INPUT MATERIAL →
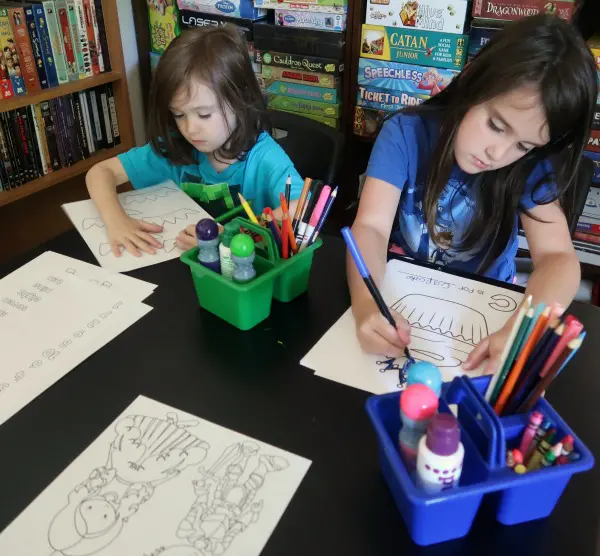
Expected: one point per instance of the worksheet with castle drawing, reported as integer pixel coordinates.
(160, 482)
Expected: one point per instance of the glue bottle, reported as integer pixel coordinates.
(440, 456)
(423, 372)
(207, 236)
(225, 249)
(418, 404)
(242, 254)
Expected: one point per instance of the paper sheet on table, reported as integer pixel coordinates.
(164, 204)
(49, 323)
(57, 264)
(449, 316)
(161, 482)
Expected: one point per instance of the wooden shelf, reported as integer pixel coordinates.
(58, 176)
(61, 90)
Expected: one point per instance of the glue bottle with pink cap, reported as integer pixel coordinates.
(418, 405)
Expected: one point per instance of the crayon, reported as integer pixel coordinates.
(251, 215)
(507, 348)
(535, 420)
(370, 283)
(536, 459)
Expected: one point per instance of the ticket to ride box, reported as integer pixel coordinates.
(427, 48)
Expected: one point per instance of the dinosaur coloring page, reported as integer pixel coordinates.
(164, 205)
(161, 482)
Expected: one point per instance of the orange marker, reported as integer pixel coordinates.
(515, 372)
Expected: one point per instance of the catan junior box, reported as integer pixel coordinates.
(427, 48)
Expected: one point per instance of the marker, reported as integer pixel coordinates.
(324, 215)
(535, 420)
(315, 216)
(300, 205)
(251, 215)
(288, 189)
(370, 283)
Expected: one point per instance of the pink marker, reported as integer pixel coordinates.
(316, 214)
(535, 420)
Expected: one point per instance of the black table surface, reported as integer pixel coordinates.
(252, 382)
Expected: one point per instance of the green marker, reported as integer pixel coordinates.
(242, 254)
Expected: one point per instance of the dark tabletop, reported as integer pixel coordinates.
(252, 382)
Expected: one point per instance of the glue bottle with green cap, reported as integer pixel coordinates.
(225, 249)
(242, 254)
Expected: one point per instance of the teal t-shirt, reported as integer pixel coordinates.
(259, 177)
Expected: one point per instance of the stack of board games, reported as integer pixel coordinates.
(39, 139)
(245, 25)
(44, 45)
(410, 50)
(302, 63)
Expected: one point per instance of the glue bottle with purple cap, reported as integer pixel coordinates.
(207, 236)
(440, 456)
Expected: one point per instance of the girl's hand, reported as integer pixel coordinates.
(375, 334)
(186, 239)
(489, 349)
(134, 235)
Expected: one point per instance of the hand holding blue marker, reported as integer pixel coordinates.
(370, 283)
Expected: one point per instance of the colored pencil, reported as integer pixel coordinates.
(301, 204)
(514, 375)
(511, 348)
(324, 215)
(248, 210)
(559, 363)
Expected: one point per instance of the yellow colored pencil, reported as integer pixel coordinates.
(248, 210)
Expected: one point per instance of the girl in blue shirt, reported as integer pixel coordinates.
(503, 141)
(207, 124)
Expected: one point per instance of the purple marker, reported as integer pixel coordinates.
(207, 236)
(440, 455)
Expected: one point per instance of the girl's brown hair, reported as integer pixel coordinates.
(543, 51)
(217, 57)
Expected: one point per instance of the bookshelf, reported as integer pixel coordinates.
(117, 76)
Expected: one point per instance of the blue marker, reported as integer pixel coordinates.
(423, 372)
(368, 279)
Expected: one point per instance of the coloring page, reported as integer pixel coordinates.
(164, 204)
(161, 482)
(448, 315)
(49, 323)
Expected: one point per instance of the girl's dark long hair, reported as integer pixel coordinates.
(543, 51)
(217, 57)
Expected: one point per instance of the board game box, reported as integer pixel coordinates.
(511, 10)
(229, 8)
(306, 92)
(413, 46)
(296, 61)
(305, 77)
(445, 16)
(292, 104)
(310, 20)
(395, 76)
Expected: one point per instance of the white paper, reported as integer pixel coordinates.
(122, 285)
(164, 204)
(49, 323)
(161, 482)
(449, 316)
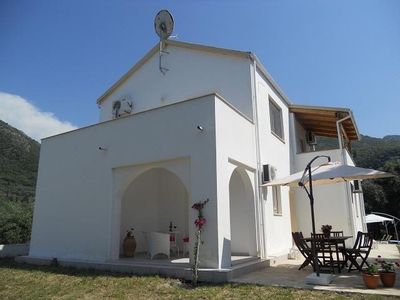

INSTRUCTIONS TO FOLLOW → What is needed is the full material, retyped unchanged, with no pictures in it.

REPLY →
Expected: one point per instance of the worksheet with castle drawing, reported as integer pixel coordinates.
(160, 482)
Expected: one point per instance of the glue bottle, reported as integer pixel coordinates.
(440, 456)
(423, 372)
(207, 236)
(225, 249)
(418, 404)
(242, 254)
Expected: one point per instance of the paper sheet on table, reported as integer pixel coordinates.
(164, 204)
(49, 323)
(57, 264)
(449, 316)
(161, 482)
Expected: one point per instance of the wooden shelf, reported as integer pixel coordinates.
(58, 176)
(61, 90)
Expected: one point per instance of the glue bottle with pink cap, reported as integer pixel coordinates.
(418, 405)
Expected: one point per instance of the crayon, reported as integer pixel coordinates.
(251, 215)
(507, 348)
(535, 420)
(370, 283)
(536, 459)
Expected: one point per instance of the ticket to ride box, reported as integer pixel coordinates.
(427, 48)
Expected: one point per instance of the dinosaur coloring page, reported as integer pixel coordinates.
(164, 205)
(161, 482)
Expected: one point per instance of the orange marker, reported as integer pixel coordinates.
(515, 372)
Expected: one point per instance of the catan junior box, reported as integer pixel coordinates.
(427, 48)
Expected: one point per instance of the marker, reported as integer pixel coordinates.
(324, 215)
(535, 420)
(315, 216)
(300, 205)
(251, 215)
(288, 189)
(370, 283)
Expected: one point per instance of the pink marker, reported as integer pixel coordinates.
(316, 214)
(535, 420)
Expected: one point per instance of the black table surface, reported as integer pixel coordinates.
(252, 382)
Expected: one point per instance of the green marker, reported as integer pixel coordinates.
(242, 254)
Expected: one point per instance of the dark tabletop, reported as integer pixel coordinates.
(252, 382)
Expected: one point per instance of the glue bottle with green cap, reported as integer pixel coordinates.
(225, 249)
(242, 254)
Expected: one point per instance of the teal t-shirt, reported as integer pixel coordinates.
(259, 177)
Expected: one point per instance of the stack of board games, reported as integer pixel coordinates.
(39, 139)
(245, 25)
(44, 45)
(410, 50)
(302, 63)
Expected: one point per instance of the glue bottle with purple cap, reported as integer pixel coordinates.
(207, 236)
(440, 456)
Expected: one point per instance of the girl's hand, reported as integer pixel coordinates.
(375, 334)
(186, 239)
(489, 349)
(134, 235)
Expected: one point per instance of the hand holding blue marker, reported as integer pixel coordinates.
(370, 283)
Expected: one point per instance of the colored pencil, reported as integer pixel coordinates.
(301, 204)
(514, 375)
(511, 348)
(324, 215)
(248, 210)
(559, 363)
Expected: one point per instance of the yellow colored pencil, reported as integer pixel coordinates.
(248, 210)
Expected: one point per instance of the girl in blue shirt, reported as integer pixel coordinates.
(503, 141)
(207, 124)
Expected: one point per instance of the purple marker, reported as integer pixel coordinates.
(207, 236)
(440, 455)
Expected: one point per instance of the girl's brown hair, reported as integer pixel coordinates.
(543, 51)
(217, 57)
Expected: one point per instance of the bookshelf, reported as integer pixel coordinates.
(117, 76)
Expected: one point per instance of the blue marker, reported as integer pixel coordinates.
(423, 372)
(368, 279)
Expected: one point per instance of the coloring page, reported as integer pixel coordinates.
(164, 204)
(161, 482)
(448, 315)
(49, 323)
Expected: one point per instance of the girl's dark long hair, reported as integer pixel coordinates.
(543, 51)
(217, 57)
Expected: one point per instance of the board game box, reported as integer pixel coordinates.
(511, 10)
(229, 8)
(306, 92)
(413, 46)
(296, 61)
(305, 77)
(445, 16)
(292, 104)
(310, 20)
(395, 76)
Expected: one point per instance of the white paper, reported as integer pixel coordinates.
(122, 285)
(164, 204)
(49, 323)
(161, 482)
(449, 316)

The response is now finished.